● **Records shown**
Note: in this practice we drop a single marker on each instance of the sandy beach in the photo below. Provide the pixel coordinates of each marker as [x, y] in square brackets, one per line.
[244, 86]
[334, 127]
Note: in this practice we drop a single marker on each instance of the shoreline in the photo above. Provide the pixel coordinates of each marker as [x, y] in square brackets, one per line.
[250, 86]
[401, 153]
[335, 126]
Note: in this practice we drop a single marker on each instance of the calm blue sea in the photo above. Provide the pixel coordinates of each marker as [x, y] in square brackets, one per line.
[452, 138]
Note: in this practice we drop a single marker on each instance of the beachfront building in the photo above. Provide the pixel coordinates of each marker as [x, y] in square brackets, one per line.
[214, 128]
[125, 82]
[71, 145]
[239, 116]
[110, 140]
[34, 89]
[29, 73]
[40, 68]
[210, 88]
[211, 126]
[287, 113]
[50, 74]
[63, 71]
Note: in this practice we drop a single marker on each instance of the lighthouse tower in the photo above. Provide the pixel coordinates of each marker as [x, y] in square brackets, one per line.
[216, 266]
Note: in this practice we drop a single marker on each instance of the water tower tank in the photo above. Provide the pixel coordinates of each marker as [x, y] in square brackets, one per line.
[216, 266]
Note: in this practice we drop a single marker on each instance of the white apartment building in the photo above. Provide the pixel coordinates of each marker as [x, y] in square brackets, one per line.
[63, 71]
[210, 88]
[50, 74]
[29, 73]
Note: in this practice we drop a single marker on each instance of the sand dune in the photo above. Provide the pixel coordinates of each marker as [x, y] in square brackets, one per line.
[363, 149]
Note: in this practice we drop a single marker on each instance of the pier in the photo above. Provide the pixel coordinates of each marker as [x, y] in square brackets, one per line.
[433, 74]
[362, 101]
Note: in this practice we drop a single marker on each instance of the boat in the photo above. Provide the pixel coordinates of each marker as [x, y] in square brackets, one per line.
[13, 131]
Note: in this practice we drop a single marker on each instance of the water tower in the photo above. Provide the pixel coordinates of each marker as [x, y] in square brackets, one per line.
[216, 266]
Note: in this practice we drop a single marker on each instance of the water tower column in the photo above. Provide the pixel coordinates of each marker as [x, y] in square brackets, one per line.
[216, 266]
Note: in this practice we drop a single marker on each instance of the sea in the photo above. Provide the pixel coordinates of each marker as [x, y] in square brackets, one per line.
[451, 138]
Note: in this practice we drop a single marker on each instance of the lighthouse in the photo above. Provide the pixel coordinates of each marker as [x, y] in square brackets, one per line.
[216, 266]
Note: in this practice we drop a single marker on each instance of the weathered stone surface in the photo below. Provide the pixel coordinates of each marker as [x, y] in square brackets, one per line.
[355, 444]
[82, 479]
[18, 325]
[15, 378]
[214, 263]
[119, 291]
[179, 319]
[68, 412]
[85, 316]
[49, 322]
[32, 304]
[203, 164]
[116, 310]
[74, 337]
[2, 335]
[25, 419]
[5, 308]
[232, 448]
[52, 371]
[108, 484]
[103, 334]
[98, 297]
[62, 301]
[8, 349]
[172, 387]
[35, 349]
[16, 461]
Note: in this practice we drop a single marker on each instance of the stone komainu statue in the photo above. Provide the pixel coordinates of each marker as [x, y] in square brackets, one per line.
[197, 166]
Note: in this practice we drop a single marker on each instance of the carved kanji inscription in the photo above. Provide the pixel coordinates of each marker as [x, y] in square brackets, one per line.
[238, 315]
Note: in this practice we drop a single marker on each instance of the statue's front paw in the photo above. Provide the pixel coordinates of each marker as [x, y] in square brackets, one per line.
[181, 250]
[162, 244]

● **Task goal**
Copy the entire listing above line for line, keeping every character unchanged.

● **Exercise solution**
Note: in this practice we drop a single marker on each instance of the sandy beach in the photo below. Provide the pixel coordinates of each marker as [x, y] in square brackets, one per line.
[244, 86]
[334, 127]
Note: in this practice we drop a single marker on each instance of the shoreline in the photo above. Provide the pixel coordinates of each marker as [x, y] in square brackets, one per line.
[250, 86]
[401, 153]
[335, 126]
Note: in this practice we drop a single marker on each instance of the calm blue sea in the photo above. Provide the pixel coordinates of each marker as [x, y] in square brackets, one per line.
[452, 138]
Note: in this practice we drop a single marker on each instance of the beachfront building in the photo above. Provide the pixel coordinates of each marker as [x, y] in square brackets, one per line.
[214, 128]
[125, 82]
[71, 145]
[239, 116]
[110, 140]
[34, 89]
[29, 73]
[40, 68]
[210, 88]
[211, 126]
[287, 113]
[50, 74]
[63, 71]
Note: in this practice we drop a single marker on each instance of the lighthouse tower in the photo above. Provide the pixel coordinates of each marker as [x, y] in square brackets, one per line.
[216, 266]
Note: in this practice we drop a single marker on each instance of the water tower tank in the photo above. Provide the pixel coordinates of each marker as [x, y] in square brackets, one per line.
[216, 266]
Note: in this practice we drop a single marker on each instance of the white apartment building in the photo above. Provide the pixel coordinates of each marker as [x, y] in square brackets, one per line.
[63, 71]
[210, 88]
[50, 74]
[29, 73]
Note: in this practice we drop a single marker on each instance of the sand dune in the photo above. Provide the pixel coordinates of each marker as [x, y] in square brackets, one per line.
[363, 149]
Note: in this practice we drop a single marker on each instance of the pier in the photo above. Provide the pixel coordinates of each marker as [x, y] in square brackets, one per line.
[433, 74]
[362, 101]
Note: in this practice we drop a single marker on each instance of the boat in the photo above. Provide the pixel coordinates of each marker as [x, y] in square brackets, one per line.
[13, 131]
Note: in this practice we drop a single marker on each instance of the water tower in the photo above. Provide the pixel coordinates of each marker as [x, y] in square brackets, one per line.
[216, 266]
Note: in this practice we drop a single marker on each instance of the water tower column in the photo above. Provide the pixel coordinates of each marker as [x, y] in square brackets, one per line.
[216, 266]
Note: in this practice we drop a single marker on each instance of the sea in the photo above. Provide the pixel coordinates of each marker as [x, y] in square brackets, one per line.
[451, 138]
Note: in this practice we drop a single marker on each instance of the lighthouse in the photo above. Provide the pixel coordinates of each marker as [x, y] in square brackets, one per line.
[216, 266]
Note: in this practice we drop a single marker on each instance of the weathered stone surface in the photo below. Provide the pixel coordinates of each marker as [x, y] in square brackets, one per line.
[355, 444]
[82, 479]
[18, 325]
[15, 378]
[214, 263]
[119, 291]
[179, 319]
[68, 412]
[85, 316]
[49, 322]
[32, 304]
[203, 164]
[116, 310]
[74, 337]
[2, 335]
[25, 419]
[5, 308]
[232, 448]
[52, 371]
[108, 484]
[103, 334]
[98, 297]
[62, 301]
[8, 349]
[172, 387]
[35, 349]
[16, 461]
Note: in this practice we drop a single marker on each instance of the stone komainu statue in the photo above. Provide the pixel coordinates of each marker as [x, y] in square brackets, one per line.
[197, 166]
Note: in this practice we drop a single marker on each instance of the carved kanji inscription in the photo above. Provide the pixel coordinates of each marker as [x, y] in square brackets, one per line.
[238, 315]
Note: in this practice we drop a single marker on each instance of the statue's front paw in the photo above. Provide the pixel coordinates of each marker as [x, y] in square brackets, one per line.
[181, 250]
[162, 244]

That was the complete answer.